Journalist Chris Hedges joins Courage Advisory Board

The Courage Foundation’s Advisory Board, already comprising whistleblowers, tech experts, scholars, and activists, continues to grow. Earlier this week we announced Slavoj Žižek joined our board, and today we are excited to welcome Pulitzer Prize-winning journalist Chris Hedges aboard.

Hedges, a former war correspondent for the New York Times, now writes a column for Truthdig, where he covers various topics surrounding threats to our civil liberties and champions those fighting against those threats.

In a debate about Edward Snowden’s actions, Hedges said, “If there are no Snowdens, if there are no Mannings, if there are no Assanges, there will be no free press.”

In February, Hedges wrote ‘Edward Snowden’s Moral Courage,’ a speech praising the NSA whistleblower’s conscientious efforts, and expanding on why we need whistleblowers if we want a free press:

There is no free press without the ability of the reporters to protect the confidentiality of those who have the moral courage to make public the abuse of power. Those few individuals inside government who dared to speak out about the system of mass surveillance have been charged as spies or hounded into exile. An omnipresent surveillance state—and I covered the East German Stasi state—creates a climate of paranoia and fear. It makes democratic dissent impossible. Any state that has the ability to inflict full-spectrum dominance on its citizens is not a free state.

-- PROVIDED MATERIAL --
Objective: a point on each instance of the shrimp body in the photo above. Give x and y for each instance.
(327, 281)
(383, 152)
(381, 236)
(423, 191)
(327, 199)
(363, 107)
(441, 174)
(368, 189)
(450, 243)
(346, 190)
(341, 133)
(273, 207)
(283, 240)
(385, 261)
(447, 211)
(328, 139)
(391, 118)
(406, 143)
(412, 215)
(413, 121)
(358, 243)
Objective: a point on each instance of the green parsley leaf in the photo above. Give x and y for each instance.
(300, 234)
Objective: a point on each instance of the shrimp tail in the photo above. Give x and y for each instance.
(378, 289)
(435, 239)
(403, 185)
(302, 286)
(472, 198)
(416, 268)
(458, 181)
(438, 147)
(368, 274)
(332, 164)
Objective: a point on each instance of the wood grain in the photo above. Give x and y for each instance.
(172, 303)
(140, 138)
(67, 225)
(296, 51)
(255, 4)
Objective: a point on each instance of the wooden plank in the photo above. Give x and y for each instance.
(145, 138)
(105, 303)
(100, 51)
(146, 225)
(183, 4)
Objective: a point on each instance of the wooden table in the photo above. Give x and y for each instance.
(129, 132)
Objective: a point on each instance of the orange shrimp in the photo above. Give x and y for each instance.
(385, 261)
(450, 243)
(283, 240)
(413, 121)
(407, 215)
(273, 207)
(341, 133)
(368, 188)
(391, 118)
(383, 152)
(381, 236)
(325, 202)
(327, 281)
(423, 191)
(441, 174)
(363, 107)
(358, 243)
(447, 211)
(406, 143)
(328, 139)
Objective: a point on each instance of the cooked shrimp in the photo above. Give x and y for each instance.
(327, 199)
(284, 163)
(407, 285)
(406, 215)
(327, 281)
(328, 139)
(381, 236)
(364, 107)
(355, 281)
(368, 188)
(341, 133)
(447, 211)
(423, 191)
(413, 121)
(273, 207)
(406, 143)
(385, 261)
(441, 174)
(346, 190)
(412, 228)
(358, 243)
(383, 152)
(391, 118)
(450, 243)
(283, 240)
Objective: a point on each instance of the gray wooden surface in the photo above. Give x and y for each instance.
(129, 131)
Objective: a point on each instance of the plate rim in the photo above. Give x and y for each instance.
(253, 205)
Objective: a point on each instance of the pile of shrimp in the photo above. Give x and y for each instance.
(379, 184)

-- EXERCISE TASKS --
• 1. Reproduce the stretch of the Chris Hedges announcement from "In February, Hedges" through "a free state." word for word.
• 2. Write what comes next in the Chris Hedges announcement, picking up after its final sentence.
The records have nothing to do with the announcement about Chris Hedges.

-- RESULTS BY TASK --
• 1.
In February, Hedges wrote ‘Edward Snowden’s Moral Courage,’ a speech praising the NSA whistleblower’s conscientious efforts, and expanding on why we need whistleblowers if we want a free press:

There is no free press without the ability of the reporters to protect the confidentiality of those who have the moral courage to make public the abuse of power. Those few individuals inside government who dared to speak out about the system of mass surveillance have been charged as spies or hounded into exile. An omnipresent surveillance state—and I covered the East German Stasi state—creates a climate of paranoia and fear. It makes democratic dissent impossible. Any state that has the ability to inflict full-spectrum dominance on its citizens is not a free state.

• 2.
In 2013, Hedges lauded Courage beneficiary Jeremy Hammond for exposing the state’s plan to criminalise democratic dissent. He attended and reported on Hammond’s sentencing, which he called “draconian.”

Earlier that year, Hedges attended and reported on Chelsea Manning’s trial, and wrote in solidarity of the US Army whistleblower here and condemned the “judicial lynching” of Manning here.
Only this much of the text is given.